Read the records and gather each line that includes "blue".

- DATA RECORDS -
+-------+

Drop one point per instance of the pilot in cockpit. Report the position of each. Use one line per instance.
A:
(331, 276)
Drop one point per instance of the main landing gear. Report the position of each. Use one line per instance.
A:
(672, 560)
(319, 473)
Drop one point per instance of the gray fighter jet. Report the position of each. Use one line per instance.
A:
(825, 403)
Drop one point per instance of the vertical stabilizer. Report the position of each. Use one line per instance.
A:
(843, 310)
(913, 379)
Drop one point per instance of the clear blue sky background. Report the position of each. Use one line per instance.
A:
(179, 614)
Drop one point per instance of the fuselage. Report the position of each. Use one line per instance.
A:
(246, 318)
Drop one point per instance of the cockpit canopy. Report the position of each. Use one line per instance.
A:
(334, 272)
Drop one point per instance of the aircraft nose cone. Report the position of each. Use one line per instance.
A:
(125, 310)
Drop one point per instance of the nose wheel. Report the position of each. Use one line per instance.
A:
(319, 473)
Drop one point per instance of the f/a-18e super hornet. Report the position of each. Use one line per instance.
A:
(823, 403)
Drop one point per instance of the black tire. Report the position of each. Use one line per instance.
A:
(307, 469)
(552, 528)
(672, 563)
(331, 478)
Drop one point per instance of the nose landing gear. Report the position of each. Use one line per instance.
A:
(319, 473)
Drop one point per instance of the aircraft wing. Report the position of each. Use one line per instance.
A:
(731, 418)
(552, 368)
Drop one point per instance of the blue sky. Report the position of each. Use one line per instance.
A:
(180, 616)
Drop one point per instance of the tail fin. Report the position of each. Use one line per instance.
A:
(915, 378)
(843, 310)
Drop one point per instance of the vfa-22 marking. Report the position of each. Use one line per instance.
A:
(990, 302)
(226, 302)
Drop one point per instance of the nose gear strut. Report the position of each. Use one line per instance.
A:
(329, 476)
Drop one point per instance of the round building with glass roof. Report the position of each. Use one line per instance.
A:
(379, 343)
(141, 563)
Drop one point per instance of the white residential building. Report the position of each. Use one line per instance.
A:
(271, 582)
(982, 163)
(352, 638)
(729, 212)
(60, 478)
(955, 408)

+-------+

- SOLUTION TO THIS TASK -
Drop one point per instance of the clear blue sky background. Report the position of each. Use one line per instance.
Drop one point per instance of the blue sky. Report the position of each. Use one line per instance.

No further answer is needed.